[Selection]
- - - - - - -

Disadvantaged students are less likely to succeed in school as well as in life, so those meaningful connections they develop with their teachers give them a sense of value within the classroom and can ultimately foster academic success. Students are ardently aware of how teachers distribute the most precious resource of all; their time and general interest in the students. Society as a whole needs to cultivate constructive environments to adapt to the importunate social and economical preconceived notions that can potentially hinder students from being successful.
EVIDENCE: What evidence or information is given to support the points, inferences, or arguments? Is the evidence a fact or measurement about something that has actually occurred? Are data or measurements presented? If so, what are they? The author presents evidence to support the main point of the article through conducting various studies regarding students from diverse backgrounds in building positive teacher/student relationships. “Relationships are a key element of that persistent hope”, in which the author revealed in a study of low-income students.
The study revolved around how they made the adjustment to middle school from elementary school. “In an ethnographic study that focused on the transition from 6th to 7th grade, the author explored how 30 students from economically diverse backgrounds adjusted to their new school socially and academically (San Antonio, 2004). ” These students were entering into a larger area middle school from their small-town elementary schools. The students either came from the community of Hillside, where many families struggled to pay the necessities, or the wealthier community of Lakeview.
The author used several outlets as well as observations to investigate the degree to which students interacted with their peers and teachers and how these relationships played a consistent role in their performance and success in school. The students constantly mentioned the need to have good relationships with fellow students and teachers in their new school. Students definitely take notice when teachers take a genuine interest in their overall well being. The students the author interviewed expressed that they needed their teachers to help them become more interested about performing well in the classroom.
The students also wanted the teachers’ assistance when it came to being valued by their classmates. Hillside students alleged that for some of their classmates, these relationships were already present. One particular student mentioned that the teachers tend to know the families of higher income students. This could possibly be true because those particular teachers may frequent the same places as the higher income families. He went on to say that some of the teachers may even give more time and interest to the Lakeview kids because they are from the same town. They actually know the student on a name by name basis as well as their families.

- - - - - - -

[Recorded information]
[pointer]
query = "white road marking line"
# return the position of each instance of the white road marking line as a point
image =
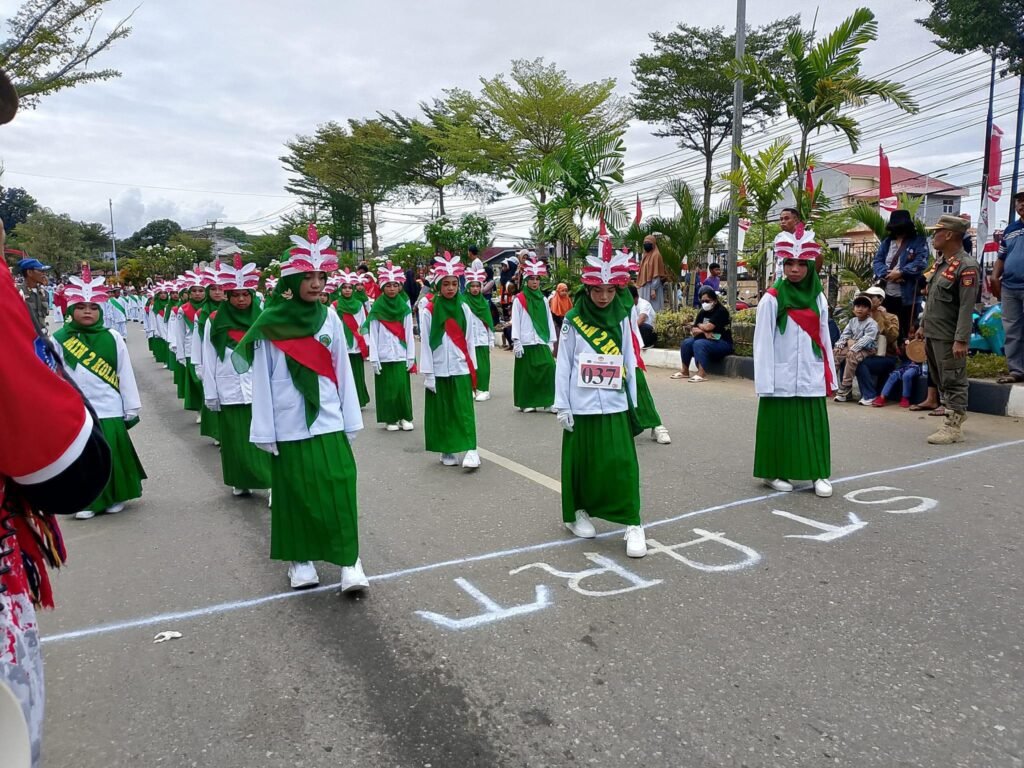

- - - - - - -

[Exercise objective] In the passage about teacher-student relationships, which grade transition did the ethnographic study follow?

[Written answer] The transition from 6th to 7th grade.